++++ THE RECORDS

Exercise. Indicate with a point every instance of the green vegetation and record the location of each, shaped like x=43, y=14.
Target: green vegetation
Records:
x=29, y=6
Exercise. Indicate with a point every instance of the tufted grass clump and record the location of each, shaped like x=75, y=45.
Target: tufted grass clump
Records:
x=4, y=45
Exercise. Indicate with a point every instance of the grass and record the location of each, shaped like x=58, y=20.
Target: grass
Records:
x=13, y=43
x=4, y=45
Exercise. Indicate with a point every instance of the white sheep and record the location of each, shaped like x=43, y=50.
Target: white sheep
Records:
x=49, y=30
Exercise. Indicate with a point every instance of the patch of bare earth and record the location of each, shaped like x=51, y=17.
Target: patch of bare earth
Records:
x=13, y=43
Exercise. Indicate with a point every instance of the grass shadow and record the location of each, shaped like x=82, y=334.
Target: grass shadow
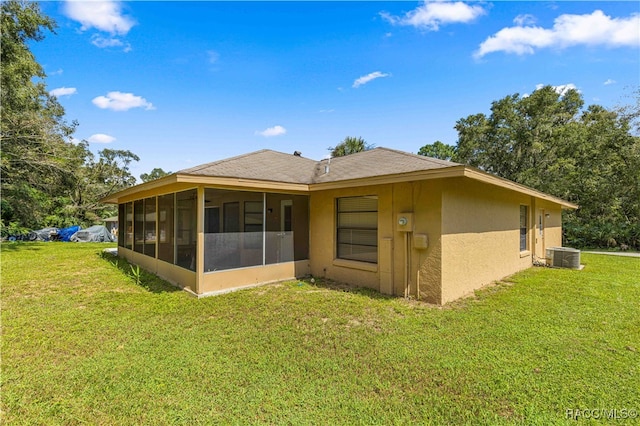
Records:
x=346, y=288
x=20, y=246
x=150, y=282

++++++++

* [AIM OF THE TASK]: Put each line of all the entries above into a Markdown table with the columns "No." and "Line," numbering the rows and omitting blank lines. Leave the pictures out of the table.

* [RESPONSE TO THIS TASK]:
| No. | Line |
|---|---|
| 1 | Exercise. Indicate with a point every instance of the green vegetation and record the location of each, shaped like x=43, y=14. |
| 2 | Target: green vegetation |
| 3 | Records: |
| 4 | x=29, y=6 |
| 5 | Exercise. Indicate with a point every instance of the tufted grass clump and record the location of each, shaped like x=75, y=45. |
| 6 | Target: tufted grass clump |
| 7 | Records: |
| 8 | x=4, y=45 |
| 9 | Exercise. Indicate with a point every instance of the grass and record the location of each, shaped like x=58, y=20. |
| 10 | Target: grass |
| 11 | Records: |
| 12 | x=13, y=43 |
| 13 | x=4, y=45 |
| 14 | Exercise. Indicate with a point every instance of the white sheep and record the location of each, shaped like x=43, y=50. |
| 15 | Target: white sheep |
| 16 | Records: |
| 17 | x=49, y=30 |
| 18 | Exercise. Indicate with a point every instance of the patch of bare earth and record the location of each, shaped like x=51, y=17. |
| 19 | Target: patch of bare earth |
| 20 | Records: |
| 21 | x=13, y=43 |
| 22 | Exercise. Indicate with a point every instance of the grass shadow and record the location of each, shaped like x=82, y=334. |
| 23 | Target: grass shadow |
| 24 | Records: |
| 25 | x=346, y=288 |
| 26 | x=20, y=246 |
| 27 | x=150, y=282 |